Stored data entries
▬▬▬▬▬▬▬▬▬▬

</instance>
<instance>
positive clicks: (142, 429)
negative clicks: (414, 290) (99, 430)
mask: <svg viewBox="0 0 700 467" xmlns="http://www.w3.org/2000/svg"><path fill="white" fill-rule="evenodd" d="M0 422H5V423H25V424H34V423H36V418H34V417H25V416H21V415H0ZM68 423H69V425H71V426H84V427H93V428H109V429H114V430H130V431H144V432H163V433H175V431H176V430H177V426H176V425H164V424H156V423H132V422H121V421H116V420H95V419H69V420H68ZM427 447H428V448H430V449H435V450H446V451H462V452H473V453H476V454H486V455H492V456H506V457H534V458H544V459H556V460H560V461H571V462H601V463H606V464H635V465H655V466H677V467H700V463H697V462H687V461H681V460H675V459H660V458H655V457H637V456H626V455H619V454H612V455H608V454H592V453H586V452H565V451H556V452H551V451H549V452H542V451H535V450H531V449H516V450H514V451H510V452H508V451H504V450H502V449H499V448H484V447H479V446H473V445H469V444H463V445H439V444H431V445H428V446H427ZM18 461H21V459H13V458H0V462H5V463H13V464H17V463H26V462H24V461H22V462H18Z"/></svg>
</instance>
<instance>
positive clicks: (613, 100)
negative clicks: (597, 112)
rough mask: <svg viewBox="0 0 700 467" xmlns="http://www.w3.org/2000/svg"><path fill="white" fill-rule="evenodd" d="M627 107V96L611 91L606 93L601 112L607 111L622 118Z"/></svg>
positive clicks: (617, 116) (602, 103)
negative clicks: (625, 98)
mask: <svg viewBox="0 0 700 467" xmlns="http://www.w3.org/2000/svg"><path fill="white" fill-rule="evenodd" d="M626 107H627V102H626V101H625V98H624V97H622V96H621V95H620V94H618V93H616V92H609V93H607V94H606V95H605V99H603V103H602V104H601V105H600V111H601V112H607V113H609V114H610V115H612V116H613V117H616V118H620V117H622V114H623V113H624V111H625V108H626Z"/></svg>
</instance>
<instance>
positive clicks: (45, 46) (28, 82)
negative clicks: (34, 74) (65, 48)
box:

▬▬▬▬▬▬▬▬▬▬

TASK DIRECTIONS: Only the lines from the beginning of the data above through the line containing "positive clicks: (617, 116) (602, 103)" should be repeated, exactly as they appear.

TASK OUTPUT:
</instance>
<instance>
positive clicks: (142, 429)
negative clicks: (414, 290) (99, 430)
mask: <svg viewBox="0 0 700 467" xmlns="http://www.w3.org/2000/svg"><path fill="white" fill-rule="evenodd" d="M0 422H5V423H25V424H34V423H36V418H34V417H25V416H21V415H0ZM68 423H69V425H71V426H84V427H93V428H109V429H114V430H130V431H144V432H163V433H175V431H176V430H177V426H176V425H164V424H156V423H132V422H121V421H116V420H95V419H69V420H68ZM427 447H428V448H430V449H435V450H446V451H462V452H473V453H476V454H486V455H492V456H506V457H534V458H544V459H556V460H560V461H571V462H601V463H606V464H635V465H655V466H677V467H700V463H697V462H687V461H681V460H675V459H660V458H655V457H637V456H626V455H619V454H612V455H608V454H592V453H586V452H565V451H556V452H551V451H549V452H542V451H535V450H531V449H516V450H514V451H510V452H508V451H504V450H502V449H499V448H484V447H479V446H473V445H469V444H463V445H439V444H431V445H428V446H427ZM18 461H21V459H13V458H0V462H5V463H13V464H17V463H26V462H24V461H22V462H18Z"/></svg>
</instance>
<instance>
positive clicks: (613, 100)
negative clicks: (597, 112)
rough mask: <svg viewBox="0 0 700 467" xmlns="http://www.w3.org/2000/svg"><path fill="white" fill-rule="evenodd" d="M627 107V96L611 91L606 93L601 112L607 111L622 118Z"/></svg>
positive clicks: (617, 116) (602, 103)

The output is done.